# Extract provided:

Realignment Rumors: On Today’s Pac-10/Big 12 RumblingsPosted by jstevrtc on June 3rd, 2010
Andrew Murawa is the RTC correspondent for the Pac-10 and Mountain West Conferences and an occasional contributor.
That sound you just heard may have been the proverbial first domino creaking a little. Today, Orangebloods.com columnist Chip Brown reported that, in advance of the Pac-10 meetings which begin this weekend in San Francisco, the Pac-10 is set to invite six Big 12 schools to join in the creation of the first superconference of the new era of college sports. Brown reports that Colorado, Oklahoma, Oklahoma State, Texas, Texas A&M and Texas Tech will be the schools invited, leaving Baylor, Iowa State, Kansas, Kansas State, Missouri and Nebraska behind. All this comes on the heels of the Big 12 meetings, wrapping up on Friday, which opened with a plea by commissioner Dan Beebe for a united front among member institutions and a commitment to the conference. Obviously, this rumor has huge ramifications for the Big 12 and the Pac-10, but the ripple effect of such a move would be felt across the college sports landscape. We’ll take a look here at the specifics of this rumor and how this rumor could affect other conferences around the country.

# Entries shown:
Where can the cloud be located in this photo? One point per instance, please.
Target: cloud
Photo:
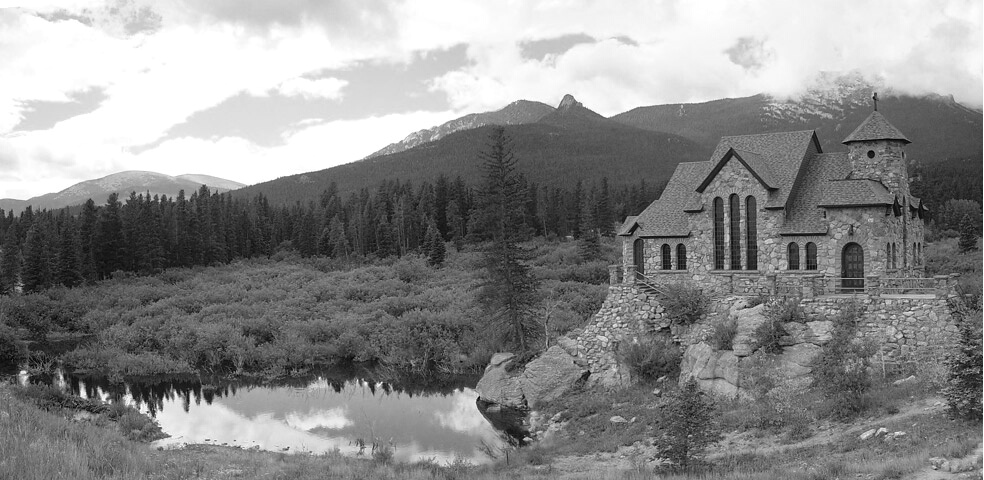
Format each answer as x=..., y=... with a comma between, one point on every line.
x=330, y=88
x=160, y=64
x=750, y=53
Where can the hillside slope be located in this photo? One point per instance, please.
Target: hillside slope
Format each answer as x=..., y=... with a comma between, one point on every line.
x=516, y=113
x=570, y=144
x=121, y=183
x=939, y=127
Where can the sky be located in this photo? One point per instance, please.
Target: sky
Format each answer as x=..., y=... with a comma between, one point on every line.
x=253, y=90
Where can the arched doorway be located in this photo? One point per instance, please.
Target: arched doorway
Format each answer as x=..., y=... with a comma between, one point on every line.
x=852, y=268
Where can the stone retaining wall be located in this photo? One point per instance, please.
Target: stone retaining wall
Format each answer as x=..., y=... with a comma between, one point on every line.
x=902, y=326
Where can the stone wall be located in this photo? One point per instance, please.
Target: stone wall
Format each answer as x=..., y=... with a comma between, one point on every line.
x=901, y=325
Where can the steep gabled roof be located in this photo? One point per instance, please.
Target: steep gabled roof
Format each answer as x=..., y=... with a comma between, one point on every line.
x=754, y=162
x=666, y=217
x=862, y=192
x=780, y=154
x=629, y=225
x=803, y=217
x=875, y=127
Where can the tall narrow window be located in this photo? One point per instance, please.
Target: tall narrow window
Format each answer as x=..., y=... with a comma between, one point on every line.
x=751, y=234
x=811, y=256
x=718, y=233
x=792, y=256
x=734, y=239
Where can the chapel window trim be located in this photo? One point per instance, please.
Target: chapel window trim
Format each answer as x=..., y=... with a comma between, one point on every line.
x=751, y=233
x=895, y=256
x=718, y=233
x=792, y=256
x=681, y=256
x=734, y=239
x=811, y=256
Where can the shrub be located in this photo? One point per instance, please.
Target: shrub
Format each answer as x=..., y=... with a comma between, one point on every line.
x=767, y=335
x=964, y=365
x=688, y=426
x=724, y=334
x=683, y=302
x=841, y=370
x=650, y=358
x=776, y=402
x=12, y=349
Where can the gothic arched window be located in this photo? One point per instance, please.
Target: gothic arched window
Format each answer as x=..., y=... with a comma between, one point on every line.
x=665, y=256
x=718, y=233
x=792, y=256
x=751, y=234
x=811, y=256
x=734, y=211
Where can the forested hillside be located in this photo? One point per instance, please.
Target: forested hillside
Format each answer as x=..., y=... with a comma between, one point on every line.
x=146, y=235
x=561, y=149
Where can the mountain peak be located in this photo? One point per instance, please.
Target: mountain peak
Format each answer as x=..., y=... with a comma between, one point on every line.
x=568, y=101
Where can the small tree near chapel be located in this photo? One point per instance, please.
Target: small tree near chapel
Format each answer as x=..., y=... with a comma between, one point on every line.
x=509, y=291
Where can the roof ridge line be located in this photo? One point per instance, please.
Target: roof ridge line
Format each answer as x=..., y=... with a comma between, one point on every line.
x=770, y=133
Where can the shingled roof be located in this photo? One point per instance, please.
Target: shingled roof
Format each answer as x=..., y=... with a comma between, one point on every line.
x=875, y=127
x=803, y=217
x=666, y=217
x=781, y=154
x=861, y=192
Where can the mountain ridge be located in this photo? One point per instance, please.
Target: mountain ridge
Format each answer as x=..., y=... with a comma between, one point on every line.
x=518, y=112
x=122, y=183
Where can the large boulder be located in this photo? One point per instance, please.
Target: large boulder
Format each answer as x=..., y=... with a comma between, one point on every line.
x=545, y=378
x=748, y=320
x=500, y=386
x=551, y=375
x=816, y=332
x=715, y=371
x=797, y=360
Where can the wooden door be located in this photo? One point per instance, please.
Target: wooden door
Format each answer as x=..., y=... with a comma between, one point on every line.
x=852, y=268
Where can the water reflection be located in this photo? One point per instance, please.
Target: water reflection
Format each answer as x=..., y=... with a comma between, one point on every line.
x=314, y=414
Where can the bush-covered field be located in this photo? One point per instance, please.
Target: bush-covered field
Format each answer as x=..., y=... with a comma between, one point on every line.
x=279, y=316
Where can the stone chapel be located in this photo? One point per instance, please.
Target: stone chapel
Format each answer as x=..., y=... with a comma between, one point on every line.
x=774, y=206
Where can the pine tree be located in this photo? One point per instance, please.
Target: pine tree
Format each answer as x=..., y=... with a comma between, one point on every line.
x=603, y=211
x=688, y=425
x=109, y=242
x=9, y=261
x=36, y=269
x=510, y=289
x=589, y=246
x=87, y=231
x=68, y=271
x=968, y=234
x=337, y=238
x=434, y=246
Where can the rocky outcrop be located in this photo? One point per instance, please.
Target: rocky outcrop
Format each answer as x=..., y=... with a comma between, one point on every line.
x=719, y=371
x=543, y=379
x=715, y=371
x=748, y=320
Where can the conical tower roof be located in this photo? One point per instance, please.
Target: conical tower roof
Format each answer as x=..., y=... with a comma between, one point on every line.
x=875, y=127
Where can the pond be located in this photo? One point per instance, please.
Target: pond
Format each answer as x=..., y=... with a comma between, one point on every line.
x=315, y=414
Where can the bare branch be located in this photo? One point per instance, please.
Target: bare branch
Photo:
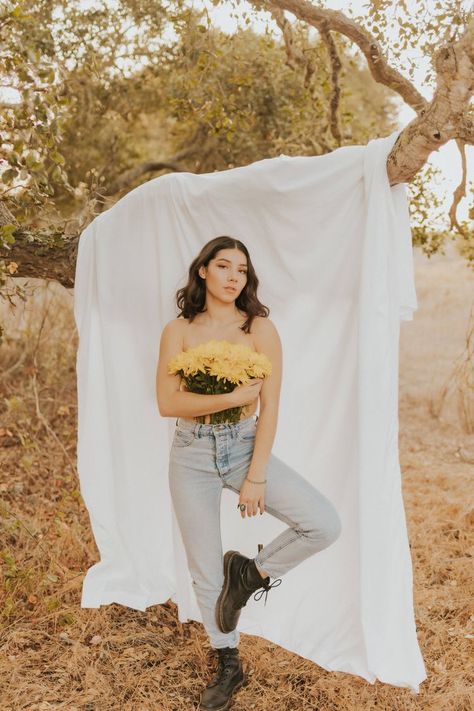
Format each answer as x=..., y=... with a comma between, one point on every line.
x=335, y=20
x=460, y=191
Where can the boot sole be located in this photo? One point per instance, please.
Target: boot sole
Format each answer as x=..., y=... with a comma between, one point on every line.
x=225, y=589
x=238, y=686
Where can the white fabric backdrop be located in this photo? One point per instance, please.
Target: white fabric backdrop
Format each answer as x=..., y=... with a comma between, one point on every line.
x=331, y=244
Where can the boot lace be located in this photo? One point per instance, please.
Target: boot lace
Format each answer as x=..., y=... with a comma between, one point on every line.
x=265, y=590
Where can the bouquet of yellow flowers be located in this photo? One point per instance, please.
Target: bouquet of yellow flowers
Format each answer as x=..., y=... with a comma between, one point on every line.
x=218, y=367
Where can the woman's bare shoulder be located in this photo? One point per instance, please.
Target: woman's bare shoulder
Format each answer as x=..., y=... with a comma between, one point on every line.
x=263, y=324
x=175, y=325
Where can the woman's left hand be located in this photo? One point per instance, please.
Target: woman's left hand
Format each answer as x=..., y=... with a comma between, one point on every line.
x=252, y=495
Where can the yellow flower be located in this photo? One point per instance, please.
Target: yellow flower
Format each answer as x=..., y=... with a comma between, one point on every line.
x=223, y=360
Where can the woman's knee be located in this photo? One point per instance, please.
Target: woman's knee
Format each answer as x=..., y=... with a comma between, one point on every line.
x=327, y=529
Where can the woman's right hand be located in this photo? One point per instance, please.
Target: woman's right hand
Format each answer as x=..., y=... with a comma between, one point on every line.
x=245, y=394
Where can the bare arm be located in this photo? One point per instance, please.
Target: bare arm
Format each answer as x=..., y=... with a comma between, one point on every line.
x=268, y=342
x=173, y=402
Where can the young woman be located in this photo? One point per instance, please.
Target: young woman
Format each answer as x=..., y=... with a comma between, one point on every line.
x=220, y=302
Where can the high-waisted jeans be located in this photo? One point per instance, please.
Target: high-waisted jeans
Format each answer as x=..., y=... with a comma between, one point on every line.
x=204, y=459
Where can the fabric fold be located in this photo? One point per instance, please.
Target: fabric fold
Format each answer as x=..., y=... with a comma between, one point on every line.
x=331, y=244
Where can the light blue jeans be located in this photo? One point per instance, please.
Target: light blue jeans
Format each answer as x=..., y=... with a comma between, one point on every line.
x=204, y=459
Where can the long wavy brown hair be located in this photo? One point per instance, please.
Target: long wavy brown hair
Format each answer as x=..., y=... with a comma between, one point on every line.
x=191, y=299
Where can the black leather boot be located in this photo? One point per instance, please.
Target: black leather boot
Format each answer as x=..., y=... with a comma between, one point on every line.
x=241, y=579
x=230, y=677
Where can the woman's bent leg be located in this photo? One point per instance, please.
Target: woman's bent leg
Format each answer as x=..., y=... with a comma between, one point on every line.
x=196, y=497
x=313, y=522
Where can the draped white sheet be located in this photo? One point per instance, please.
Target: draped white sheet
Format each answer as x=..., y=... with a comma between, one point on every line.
x=331, y=244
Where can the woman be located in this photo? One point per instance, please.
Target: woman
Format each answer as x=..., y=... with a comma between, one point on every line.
x=220, y=302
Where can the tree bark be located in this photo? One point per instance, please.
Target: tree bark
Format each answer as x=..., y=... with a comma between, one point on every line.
x=447, y=116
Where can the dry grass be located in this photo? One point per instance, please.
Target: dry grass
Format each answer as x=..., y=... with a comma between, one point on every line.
x=56, y=655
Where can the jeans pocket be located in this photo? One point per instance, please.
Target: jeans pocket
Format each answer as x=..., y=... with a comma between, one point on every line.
x=182, y=438
x=246, y=435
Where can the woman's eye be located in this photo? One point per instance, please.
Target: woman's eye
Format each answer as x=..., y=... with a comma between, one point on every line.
x=224, y=266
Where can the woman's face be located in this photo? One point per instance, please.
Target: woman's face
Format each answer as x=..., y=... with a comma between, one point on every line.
x=228, y=268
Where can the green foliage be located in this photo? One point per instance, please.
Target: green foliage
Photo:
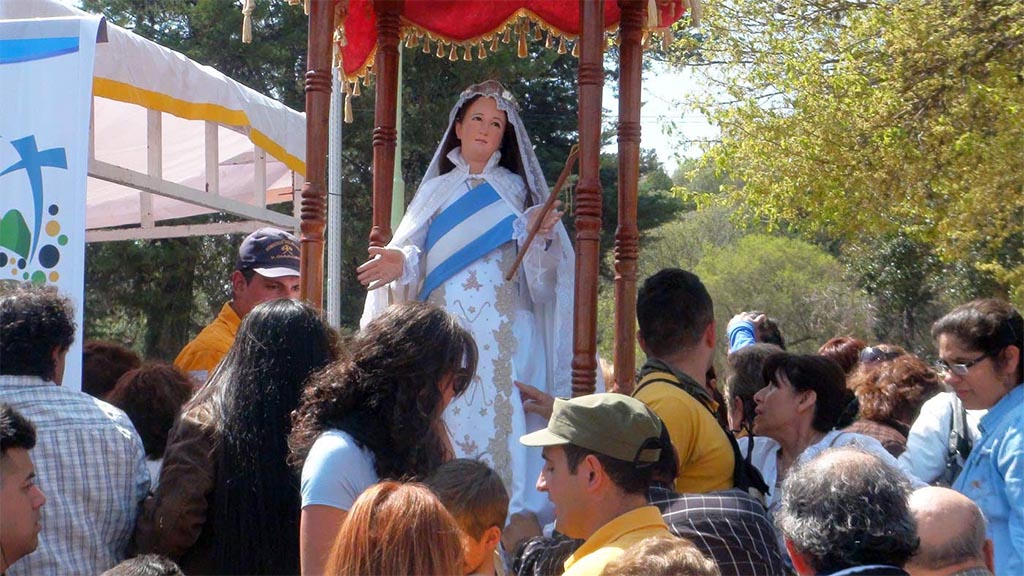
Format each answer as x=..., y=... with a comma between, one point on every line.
x=862, y=120
x=804, y=288
x=153, y=295
x=800, y=285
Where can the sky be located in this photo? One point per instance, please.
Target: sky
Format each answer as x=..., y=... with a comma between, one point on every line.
x=664, y=88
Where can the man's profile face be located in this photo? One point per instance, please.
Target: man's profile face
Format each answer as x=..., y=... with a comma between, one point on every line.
x=261, y=289
x=564, y=490
x=20, y=500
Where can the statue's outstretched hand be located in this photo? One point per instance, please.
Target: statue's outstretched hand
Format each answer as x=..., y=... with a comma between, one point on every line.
x=536, y=401
x=384, y=266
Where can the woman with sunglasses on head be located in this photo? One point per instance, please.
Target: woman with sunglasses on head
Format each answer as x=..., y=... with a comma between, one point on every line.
x=980, y=346
x=377, y=415
x=891, y=393
x=801, y=412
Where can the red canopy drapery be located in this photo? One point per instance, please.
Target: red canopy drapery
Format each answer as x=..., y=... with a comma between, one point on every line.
x=473, y=23
x=369, y=32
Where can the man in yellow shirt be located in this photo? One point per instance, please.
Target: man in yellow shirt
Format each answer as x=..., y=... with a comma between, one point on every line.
x=677, y=332
x=599, y=451
x=267, y=269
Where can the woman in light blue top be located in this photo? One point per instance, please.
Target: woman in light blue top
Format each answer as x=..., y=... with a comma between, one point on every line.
x=377, y=415
x=980, y=359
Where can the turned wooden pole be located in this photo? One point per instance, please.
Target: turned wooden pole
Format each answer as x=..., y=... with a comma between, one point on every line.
x=588, y=205
x=313, y=205
x=385, y=134
x=627, y=235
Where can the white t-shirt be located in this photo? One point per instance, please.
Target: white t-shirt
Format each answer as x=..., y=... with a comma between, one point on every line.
x=336, y=471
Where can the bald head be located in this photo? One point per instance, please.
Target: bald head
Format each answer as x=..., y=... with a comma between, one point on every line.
x=951, y=529
x=844, y=508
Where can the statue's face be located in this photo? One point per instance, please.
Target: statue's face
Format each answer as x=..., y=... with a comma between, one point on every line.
x=480, y=132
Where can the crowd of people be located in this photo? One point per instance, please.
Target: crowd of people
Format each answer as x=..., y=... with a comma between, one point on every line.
x=436, y=440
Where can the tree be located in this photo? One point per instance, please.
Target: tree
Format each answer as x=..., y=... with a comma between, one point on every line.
x=860, y=120
x=801, y=286
x=806, y=289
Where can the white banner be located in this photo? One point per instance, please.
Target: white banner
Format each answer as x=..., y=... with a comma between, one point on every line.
x=45, y=101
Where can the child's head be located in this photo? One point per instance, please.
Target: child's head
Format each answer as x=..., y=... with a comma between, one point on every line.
x=476, y=497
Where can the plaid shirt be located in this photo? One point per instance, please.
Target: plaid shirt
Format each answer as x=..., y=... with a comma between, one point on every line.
x=729, y=527
x=91, y=466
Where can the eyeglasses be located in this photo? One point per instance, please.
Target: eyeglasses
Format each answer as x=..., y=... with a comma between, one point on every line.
x=870, y=355
x=958, y=369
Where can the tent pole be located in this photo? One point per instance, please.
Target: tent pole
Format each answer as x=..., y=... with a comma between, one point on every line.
x=588, y=208
x=317, y=115
x=385, y=133
x=627, y=235
x=334, y=219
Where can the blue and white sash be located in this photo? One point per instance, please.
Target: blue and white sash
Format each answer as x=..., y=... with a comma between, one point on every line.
x=465, y=232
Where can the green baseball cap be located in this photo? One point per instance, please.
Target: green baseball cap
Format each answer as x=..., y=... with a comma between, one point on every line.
x=613, y=424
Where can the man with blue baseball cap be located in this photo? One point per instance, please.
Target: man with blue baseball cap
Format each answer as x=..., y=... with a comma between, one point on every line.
x=267, y=268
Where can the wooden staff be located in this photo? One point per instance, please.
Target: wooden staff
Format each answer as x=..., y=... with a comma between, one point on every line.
x=569, y=163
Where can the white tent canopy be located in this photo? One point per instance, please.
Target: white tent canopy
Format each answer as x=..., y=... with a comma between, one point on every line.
x=174, y=138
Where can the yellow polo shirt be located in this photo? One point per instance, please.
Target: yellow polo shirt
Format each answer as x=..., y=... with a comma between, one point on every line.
x=706, y=458
x=608, y=542
x=201, y=356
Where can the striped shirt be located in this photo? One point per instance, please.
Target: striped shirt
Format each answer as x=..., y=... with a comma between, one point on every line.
x=91, y=466
x=729, y=527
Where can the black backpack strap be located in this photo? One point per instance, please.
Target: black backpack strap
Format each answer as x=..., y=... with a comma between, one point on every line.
x=744, y=475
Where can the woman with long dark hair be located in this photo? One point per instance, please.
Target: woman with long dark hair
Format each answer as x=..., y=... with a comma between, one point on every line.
x=377, y=415
x=228, y=501
x=980, y=359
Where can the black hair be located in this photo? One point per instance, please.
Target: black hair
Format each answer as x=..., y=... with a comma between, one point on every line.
x=745, y=376
x=630, y=478
x=836, y=406
x=145, y=565
x=35, y=322
x=15, y=430
x=386, y=394
x=988, y=326
x=674, y=309
x=250, y=397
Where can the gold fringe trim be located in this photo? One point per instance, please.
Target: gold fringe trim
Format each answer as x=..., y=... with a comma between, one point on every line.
x=523, y=24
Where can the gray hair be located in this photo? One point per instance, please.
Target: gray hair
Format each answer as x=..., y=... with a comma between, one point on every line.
x=966, y=541
x=846, y=507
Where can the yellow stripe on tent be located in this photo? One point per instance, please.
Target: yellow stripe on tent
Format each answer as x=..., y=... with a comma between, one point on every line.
x=121, y=91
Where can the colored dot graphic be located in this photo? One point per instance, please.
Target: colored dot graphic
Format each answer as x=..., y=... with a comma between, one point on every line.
x=49, y=256
x=46, y=257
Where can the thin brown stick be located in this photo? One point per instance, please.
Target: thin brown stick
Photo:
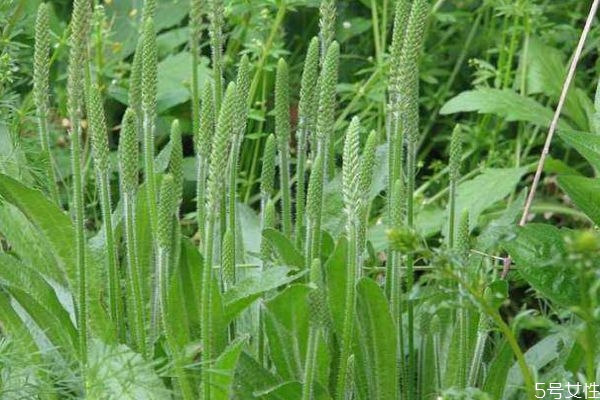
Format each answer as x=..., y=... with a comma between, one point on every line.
x=554, y=123
x=546, y=150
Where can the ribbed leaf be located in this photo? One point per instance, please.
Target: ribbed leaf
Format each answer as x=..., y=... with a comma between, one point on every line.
x=248, y=290
x=539, y=251
x=224, y=370
x=286, y=328
x=504, y=103
x=285, y=248
x=52, y=222
x=587, y=144
x=38, y=298
x=585, y=193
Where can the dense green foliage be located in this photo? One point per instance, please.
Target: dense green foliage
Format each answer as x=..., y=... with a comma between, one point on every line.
x=212, y=199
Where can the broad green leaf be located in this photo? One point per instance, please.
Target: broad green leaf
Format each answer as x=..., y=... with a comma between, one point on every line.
x=537, y=357
x=224, y=370
x=286, y=328
x=546, y=71
x=495, y=382
x=284, y=248
x=248, y=290
x=377, y=341
x=483, y=191
x=171, y=40
x=14, y=327
x=496, y=293
x=587, y=144
x=251, y=377
x=352, y=27
x=116, y=372
x=39, y=299
x=493, y=233
x=502, y=102
x=585, y=193
x=174, y=79
x=125, y=16
x=52, y=222
x=27, y=243
x=538, y=251
x=251, y=230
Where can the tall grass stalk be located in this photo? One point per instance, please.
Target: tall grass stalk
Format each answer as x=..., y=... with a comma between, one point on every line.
x=102, y=167
x=195, y=36
x=149, y=92
x=352, y=206
x=324, y=131
x=203, y=142
x=318, y=320
x=408, y=84
x=454, y=168
x=307, y=108
x=240, y=120
x=216, y=177
x=282, y=133
x=41, y=93
x=327, y=12
x=166, y=210
x=75, y=96
x=128, y=172
x=216, y=18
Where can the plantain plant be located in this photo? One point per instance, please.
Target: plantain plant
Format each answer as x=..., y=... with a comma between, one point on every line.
x=296, y=292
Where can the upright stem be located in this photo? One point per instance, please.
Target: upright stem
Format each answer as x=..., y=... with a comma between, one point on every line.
x=77, y=207
x=284, y=173
x=411, y=170
x=201, y=196
x=206, y=305
x=300, y=184
x=310, y=363
x=50, y=174
x=149, y=167
x=114, y=280
x=135, y=274
x=349, y=311
x=557, y=112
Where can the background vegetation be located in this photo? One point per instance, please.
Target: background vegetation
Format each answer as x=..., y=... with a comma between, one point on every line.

# Goals:
a. In the article on Pac-10 and Big 12 realignment rumors, which six Big 12 schools does the report say the Pac-10 will invite?
b. Extend the article on Pac-10 and Big 12 realignment rumors, beginning after its final sentence.

# Task answers:
a. Colorado, Oklahoma, Oklahoma State, Texas, Texas A&M and Texas Tech.

b.
The Pac-16. Or Big 16. Or the Great New Superconference
According to the Brown article, which cites multiple unnamed sources, the new conference would be divided into two eight-team divisions with the six Big 12 schools joining Arizona and Arizona State in an Eastern or Inland Division and Cal, Oregon, Oregon State, Stanford, UCLA, USC, Washington and Washington State forming the Western or Coastal Division. Then, with the aid of Fox Sports Net, already an operating partner with the Big Ten Network and television partner with both the Pac-10 and Big 12 conferences, the league would create its own cable network akin to the BTN. Perhaps coupled with new television contracts with ABC/ESPN, Fox, CBS, Turner or any other bidders, the projected revenues of the new conference (which would encompass seven of the top 20 television markets in the country) could rival those of the SEC or even the Big Ten.
But this is far from a done deal for a lot of reasons. One big rumor recently has been Texas’ interest in creating its own television network, a move that would allow Texas to keep all of the revenues to itself. And considering Texas’ long-standing disinclination towards sharing profits with other lesser draws (one of the main reasons there has been some Big 12 familial disquiet in the past), they would likely prefer to keep the Big 12 together as-is and move forward with their own plans. However, most people around the conference already see Missouri as good as gone, and Nebraska is at least still in the Big Ten’s sights, so the hopes of keeping the conference whole may be rapidly disappearing.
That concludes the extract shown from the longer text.